### [Short problem]
Return each line from the records below that contains the word "helmet", copying each one in full.

### [Given information]
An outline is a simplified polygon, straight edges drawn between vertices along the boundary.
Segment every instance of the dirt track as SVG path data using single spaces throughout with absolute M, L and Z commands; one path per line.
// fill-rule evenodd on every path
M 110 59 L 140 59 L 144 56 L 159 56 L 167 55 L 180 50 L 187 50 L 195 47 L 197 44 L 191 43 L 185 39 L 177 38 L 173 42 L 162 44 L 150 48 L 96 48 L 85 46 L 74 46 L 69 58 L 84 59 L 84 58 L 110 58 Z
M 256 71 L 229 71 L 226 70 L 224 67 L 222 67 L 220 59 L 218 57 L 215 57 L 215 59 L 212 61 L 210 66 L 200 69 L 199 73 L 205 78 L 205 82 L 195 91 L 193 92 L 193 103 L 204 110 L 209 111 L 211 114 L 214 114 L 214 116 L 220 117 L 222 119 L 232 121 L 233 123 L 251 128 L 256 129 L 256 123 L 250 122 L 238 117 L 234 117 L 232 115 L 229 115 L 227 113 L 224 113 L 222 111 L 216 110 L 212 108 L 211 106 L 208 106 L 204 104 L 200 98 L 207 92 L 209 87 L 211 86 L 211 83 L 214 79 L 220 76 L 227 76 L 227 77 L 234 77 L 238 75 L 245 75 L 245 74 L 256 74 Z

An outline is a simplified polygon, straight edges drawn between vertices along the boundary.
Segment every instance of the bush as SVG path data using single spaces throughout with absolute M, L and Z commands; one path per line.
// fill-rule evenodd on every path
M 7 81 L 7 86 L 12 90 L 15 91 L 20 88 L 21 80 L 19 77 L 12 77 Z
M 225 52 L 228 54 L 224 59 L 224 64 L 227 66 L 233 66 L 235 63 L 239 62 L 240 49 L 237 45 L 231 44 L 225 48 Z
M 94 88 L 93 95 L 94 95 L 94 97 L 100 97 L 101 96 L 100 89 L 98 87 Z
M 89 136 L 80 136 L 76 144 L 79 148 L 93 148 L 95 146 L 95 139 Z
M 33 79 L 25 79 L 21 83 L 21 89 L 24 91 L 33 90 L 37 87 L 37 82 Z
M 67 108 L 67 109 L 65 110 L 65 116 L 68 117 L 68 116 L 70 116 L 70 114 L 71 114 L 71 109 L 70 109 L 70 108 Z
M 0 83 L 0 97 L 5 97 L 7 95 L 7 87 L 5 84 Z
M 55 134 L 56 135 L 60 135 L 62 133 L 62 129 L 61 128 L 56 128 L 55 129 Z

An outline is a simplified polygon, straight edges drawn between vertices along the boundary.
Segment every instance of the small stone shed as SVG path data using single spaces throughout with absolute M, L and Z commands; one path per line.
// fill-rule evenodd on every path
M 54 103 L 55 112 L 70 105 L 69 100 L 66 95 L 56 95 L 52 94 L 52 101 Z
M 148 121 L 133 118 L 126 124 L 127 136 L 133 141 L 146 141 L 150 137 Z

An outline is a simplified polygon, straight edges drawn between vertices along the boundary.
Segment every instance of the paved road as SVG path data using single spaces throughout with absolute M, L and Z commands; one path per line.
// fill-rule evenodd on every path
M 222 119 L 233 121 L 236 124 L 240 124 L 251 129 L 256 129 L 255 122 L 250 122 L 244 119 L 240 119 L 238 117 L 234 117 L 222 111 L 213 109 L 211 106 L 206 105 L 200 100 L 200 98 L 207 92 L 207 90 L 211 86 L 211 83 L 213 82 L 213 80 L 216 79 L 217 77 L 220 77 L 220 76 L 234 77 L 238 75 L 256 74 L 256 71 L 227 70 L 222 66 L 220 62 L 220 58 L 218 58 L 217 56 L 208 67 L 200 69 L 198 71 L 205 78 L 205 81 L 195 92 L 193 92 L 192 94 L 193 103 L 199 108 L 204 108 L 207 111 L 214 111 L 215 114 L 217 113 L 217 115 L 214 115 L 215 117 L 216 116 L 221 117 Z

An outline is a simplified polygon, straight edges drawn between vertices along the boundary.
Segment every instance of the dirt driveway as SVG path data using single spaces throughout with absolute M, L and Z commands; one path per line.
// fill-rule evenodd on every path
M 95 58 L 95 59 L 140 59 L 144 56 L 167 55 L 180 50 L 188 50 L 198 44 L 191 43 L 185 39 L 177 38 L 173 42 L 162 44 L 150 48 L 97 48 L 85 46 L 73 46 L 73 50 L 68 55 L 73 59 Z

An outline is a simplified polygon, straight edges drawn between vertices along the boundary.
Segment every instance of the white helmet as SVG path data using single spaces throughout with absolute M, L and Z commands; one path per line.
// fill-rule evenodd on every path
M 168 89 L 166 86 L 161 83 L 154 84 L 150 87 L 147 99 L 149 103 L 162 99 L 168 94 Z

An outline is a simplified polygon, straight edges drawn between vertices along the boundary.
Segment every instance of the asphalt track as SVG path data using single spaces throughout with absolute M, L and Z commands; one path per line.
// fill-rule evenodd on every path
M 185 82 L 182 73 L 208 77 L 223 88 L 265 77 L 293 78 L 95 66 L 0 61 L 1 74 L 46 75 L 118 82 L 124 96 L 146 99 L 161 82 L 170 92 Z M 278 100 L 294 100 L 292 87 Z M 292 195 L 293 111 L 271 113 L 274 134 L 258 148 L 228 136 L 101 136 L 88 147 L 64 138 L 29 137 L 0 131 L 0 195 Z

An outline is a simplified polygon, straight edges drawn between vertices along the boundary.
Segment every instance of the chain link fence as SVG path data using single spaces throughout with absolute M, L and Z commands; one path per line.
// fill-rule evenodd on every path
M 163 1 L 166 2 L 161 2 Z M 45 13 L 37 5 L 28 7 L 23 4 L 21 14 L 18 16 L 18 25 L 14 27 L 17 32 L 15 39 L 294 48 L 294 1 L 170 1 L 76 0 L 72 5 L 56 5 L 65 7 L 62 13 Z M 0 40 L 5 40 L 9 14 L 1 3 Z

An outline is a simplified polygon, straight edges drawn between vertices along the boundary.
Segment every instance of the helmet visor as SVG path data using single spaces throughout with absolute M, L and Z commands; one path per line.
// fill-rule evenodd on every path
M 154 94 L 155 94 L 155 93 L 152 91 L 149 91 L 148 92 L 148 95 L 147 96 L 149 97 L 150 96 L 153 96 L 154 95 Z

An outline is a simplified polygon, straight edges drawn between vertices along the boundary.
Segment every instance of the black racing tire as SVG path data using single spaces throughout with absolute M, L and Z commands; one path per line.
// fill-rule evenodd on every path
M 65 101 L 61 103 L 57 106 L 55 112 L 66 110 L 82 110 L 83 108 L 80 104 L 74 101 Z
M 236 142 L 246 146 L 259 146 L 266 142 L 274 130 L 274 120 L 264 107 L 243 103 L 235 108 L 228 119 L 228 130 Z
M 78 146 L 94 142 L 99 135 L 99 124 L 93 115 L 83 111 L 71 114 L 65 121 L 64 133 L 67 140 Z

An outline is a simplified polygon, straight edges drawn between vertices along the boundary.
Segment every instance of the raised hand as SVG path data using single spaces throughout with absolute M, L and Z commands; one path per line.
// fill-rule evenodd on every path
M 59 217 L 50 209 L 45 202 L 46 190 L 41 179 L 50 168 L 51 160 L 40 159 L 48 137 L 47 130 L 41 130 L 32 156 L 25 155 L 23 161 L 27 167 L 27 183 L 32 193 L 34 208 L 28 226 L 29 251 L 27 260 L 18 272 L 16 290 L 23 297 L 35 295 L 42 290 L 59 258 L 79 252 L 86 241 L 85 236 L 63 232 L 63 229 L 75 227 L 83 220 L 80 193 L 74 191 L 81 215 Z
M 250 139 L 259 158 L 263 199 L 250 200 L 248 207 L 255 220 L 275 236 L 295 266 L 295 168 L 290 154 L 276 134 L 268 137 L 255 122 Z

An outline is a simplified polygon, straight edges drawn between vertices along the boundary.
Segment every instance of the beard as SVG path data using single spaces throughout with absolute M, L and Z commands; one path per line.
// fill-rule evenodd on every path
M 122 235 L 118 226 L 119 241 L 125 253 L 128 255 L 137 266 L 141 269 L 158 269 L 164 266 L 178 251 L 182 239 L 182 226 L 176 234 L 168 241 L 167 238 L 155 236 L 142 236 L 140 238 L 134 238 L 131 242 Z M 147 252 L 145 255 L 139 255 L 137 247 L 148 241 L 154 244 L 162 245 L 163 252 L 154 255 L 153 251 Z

### [Expected answer]
Segment every instance of the white helmet as SVG path data using single spaces throughout with absolute M, L and Z commands; one path per line.
Segment every instance of the helmet visor as SVG path data using single spaces throughout with absolute M, L and Z commands; one path per line.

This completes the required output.